- [Work request]:
Recast everything from the line containing "In every <instance>, the" down to the line containing "7L330 0L217 35L343" as a JSON list of strings, one string per line and no entries for blank lines.

- [Entries provided]:
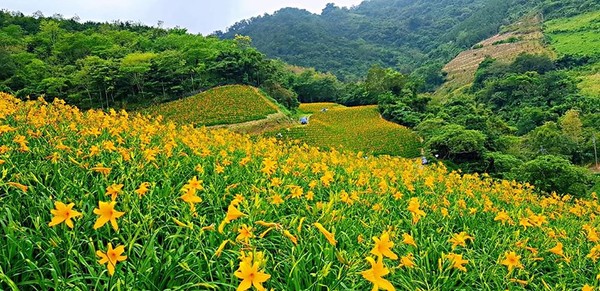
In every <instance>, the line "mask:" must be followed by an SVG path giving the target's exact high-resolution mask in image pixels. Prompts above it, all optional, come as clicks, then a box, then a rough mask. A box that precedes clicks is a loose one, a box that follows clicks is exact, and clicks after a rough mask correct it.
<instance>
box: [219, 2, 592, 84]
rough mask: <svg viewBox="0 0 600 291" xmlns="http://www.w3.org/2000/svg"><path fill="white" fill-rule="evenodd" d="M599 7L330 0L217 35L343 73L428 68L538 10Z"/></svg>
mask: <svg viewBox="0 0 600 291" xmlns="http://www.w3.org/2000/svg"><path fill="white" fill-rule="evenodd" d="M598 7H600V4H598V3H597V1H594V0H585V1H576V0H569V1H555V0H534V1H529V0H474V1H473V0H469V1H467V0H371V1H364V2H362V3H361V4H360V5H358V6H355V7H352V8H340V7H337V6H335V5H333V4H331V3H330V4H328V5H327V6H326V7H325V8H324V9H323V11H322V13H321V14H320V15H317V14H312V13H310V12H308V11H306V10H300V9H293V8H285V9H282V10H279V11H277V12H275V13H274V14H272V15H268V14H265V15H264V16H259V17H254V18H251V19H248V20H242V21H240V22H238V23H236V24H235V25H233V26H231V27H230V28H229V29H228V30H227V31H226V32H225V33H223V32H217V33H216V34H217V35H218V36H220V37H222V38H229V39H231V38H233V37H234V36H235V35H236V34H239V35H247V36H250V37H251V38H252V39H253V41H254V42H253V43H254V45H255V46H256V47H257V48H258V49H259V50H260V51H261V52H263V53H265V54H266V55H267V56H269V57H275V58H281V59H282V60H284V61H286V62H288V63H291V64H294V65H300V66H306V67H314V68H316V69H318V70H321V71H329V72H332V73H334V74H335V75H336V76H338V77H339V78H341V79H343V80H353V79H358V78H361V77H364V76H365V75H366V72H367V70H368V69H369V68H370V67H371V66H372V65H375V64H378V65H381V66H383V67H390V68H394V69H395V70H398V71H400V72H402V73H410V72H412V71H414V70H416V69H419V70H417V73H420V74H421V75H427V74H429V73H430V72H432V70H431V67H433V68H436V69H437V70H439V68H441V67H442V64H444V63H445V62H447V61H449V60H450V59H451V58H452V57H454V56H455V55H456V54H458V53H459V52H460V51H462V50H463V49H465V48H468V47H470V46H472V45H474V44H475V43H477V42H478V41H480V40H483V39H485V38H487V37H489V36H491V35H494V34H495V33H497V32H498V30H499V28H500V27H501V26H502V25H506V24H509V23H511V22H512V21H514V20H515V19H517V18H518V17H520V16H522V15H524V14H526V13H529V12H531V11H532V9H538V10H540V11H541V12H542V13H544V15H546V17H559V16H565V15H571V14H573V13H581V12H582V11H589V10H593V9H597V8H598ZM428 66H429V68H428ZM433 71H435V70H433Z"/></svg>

--

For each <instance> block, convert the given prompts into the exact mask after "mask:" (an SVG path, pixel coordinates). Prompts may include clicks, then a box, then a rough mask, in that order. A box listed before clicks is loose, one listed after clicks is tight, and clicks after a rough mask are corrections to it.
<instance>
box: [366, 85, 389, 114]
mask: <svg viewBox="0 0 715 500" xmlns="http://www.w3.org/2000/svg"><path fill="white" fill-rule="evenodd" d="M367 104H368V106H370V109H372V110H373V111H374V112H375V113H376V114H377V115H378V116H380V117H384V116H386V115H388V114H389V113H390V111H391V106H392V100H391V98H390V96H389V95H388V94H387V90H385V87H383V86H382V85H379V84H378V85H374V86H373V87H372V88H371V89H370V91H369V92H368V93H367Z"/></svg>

...

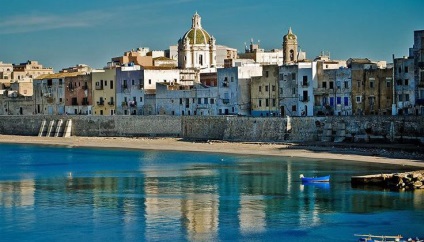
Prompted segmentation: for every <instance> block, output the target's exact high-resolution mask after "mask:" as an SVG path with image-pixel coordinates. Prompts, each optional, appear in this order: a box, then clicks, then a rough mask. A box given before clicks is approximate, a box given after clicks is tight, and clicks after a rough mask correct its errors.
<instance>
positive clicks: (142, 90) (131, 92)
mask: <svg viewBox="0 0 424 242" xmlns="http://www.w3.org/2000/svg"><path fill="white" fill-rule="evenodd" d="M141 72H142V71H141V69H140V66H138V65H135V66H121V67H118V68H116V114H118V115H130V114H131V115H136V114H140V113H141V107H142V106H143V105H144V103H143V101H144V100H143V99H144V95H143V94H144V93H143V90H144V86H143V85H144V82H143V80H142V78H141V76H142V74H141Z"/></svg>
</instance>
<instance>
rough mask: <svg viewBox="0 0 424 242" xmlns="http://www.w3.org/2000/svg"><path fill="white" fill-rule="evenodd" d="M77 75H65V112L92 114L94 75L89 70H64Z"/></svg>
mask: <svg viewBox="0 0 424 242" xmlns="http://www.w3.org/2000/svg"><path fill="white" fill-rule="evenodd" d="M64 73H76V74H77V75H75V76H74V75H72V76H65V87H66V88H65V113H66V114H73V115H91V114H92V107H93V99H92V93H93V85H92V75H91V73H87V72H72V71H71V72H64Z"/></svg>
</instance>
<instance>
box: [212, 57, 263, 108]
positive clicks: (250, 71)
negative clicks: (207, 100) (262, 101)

- [Output below]:
[
  "In every <instance>, the line \"mask:\" must be followed by an SVG path giving the target's exact high-resolution mask in image pixels. Prompts above it, all optional, come as clicks, then a box, then a rough mask. A box that precedes clicks is a loose one, a box that follows clicks is exact, and clicks after a rough mask correct it.",
  "<instance>",
  "box: [219, 2, 592, 84]",
  "rough mask: <svg viewBox=\"0 0 600 291\" xmlns=\"http://www.w3.org/2000/svg\"><path fill=\"white\" fill-rule=\"evenodd\" d=\"M599 7L330 0L217 35L343 73L428 68L538 10Z\"/></svg>"
]